YOUR OBJECTIVE:
Using the text on St. Michael's Cathedral below, answer these questions.
(a) At what address is the cathedral's main entrance?
(b) Which three elements does the cathedral's simplified design lack?
(c) How many bays, framed by exterior buttresses, subdivide the building down its length?

St. Michael's Cathedral is located to the northwest of Church and Shuter streets in Toronto, with the parish office at 200 Church Street. The building is oriented on an off-east–west axis aligned perpendicular to Church Street, with the main entrance on its west side located at 65 Bond Street. In adherence with the tradition of medieval churches, the cathedral's high altar is in the east end of the building, facing Jerusalem. The general composition of the building resembles that of a 13th or 14th century Gothic cathedral; however, the design is simplified and does not contain elements such as flying buttresses, transepts, or ribbed vaults. Also, because there are no transepts, the cathedral itself does not assume the typical cruciform shape of most medieval Gothic cathedrals. Conversely, the secondary altars, or side-chapels, divide the cathedral in two down its length, providing a slight outcrop visible from the exterior. The building can be further subdivided down its length by the nine bays framed by the buttresses on the exterior of the building.

DATA:
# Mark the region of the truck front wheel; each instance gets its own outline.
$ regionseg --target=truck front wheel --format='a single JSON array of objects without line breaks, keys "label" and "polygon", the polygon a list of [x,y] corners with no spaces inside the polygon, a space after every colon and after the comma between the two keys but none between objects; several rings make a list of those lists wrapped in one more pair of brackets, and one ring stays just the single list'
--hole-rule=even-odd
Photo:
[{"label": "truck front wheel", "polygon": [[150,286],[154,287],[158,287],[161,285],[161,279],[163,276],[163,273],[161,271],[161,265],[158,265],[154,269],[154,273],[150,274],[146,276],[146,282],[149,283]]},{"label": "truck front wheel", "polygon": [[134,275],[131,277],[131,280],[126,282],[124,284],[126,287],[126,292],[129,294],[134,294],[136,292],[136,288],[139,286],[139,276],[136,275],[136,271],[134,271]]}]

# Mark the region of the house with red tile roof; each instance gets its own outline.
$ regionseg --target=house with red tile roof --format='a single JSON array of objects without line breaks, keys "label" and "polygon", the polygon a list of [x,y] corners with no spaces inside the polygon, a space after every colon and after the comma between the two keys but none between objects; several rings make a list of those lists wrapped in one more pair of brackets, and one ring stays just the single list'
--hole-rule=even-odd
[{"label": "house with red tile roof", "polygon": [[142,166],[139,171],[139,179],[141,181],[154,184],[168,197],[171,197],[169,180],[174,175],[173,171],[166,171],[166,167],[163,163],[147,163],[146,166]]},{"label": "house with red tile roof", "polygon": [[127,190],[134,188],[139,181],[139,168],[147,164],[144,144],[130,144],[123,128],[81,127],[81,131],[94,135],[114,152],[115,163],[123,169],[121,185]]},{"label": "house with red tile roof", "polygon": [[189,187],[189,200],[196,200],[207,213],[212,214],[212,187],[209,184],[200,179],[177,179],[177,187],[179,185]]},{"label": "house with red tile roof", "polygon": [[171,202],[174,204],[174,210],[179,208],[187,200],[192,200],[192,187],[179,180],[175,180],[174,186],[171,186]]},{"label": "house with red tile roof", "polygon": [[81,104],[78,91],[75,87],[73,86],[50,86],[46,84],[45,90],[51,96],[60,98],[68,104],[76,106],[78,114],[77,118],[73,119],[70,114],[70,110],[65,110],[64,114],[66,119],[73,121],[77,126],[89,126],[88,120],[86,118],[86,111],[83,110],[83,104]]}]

YOUR RESPONSE:
(a) 65 Bond Street
(b) Flying buttresses, transepts, and ribbed vaults
(c) Nine